Dataset entries:
-.-.-
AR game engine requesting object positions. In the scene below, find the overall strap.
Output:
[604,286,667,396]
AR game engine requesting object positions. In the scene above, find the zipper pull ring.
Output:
-.-.-
__Exercise objective__:
Reproduce the entries above with every "game engine" changed to "rendering engine", leaving everything else the same.

__Full solution__:
AR rendering engine requesting object positions. In the scene below, find the overall strap.
Output:
[604,286,667,396]
AR rendering engine requesting object positions. In the scene above, find the zipper pull ring.
Output:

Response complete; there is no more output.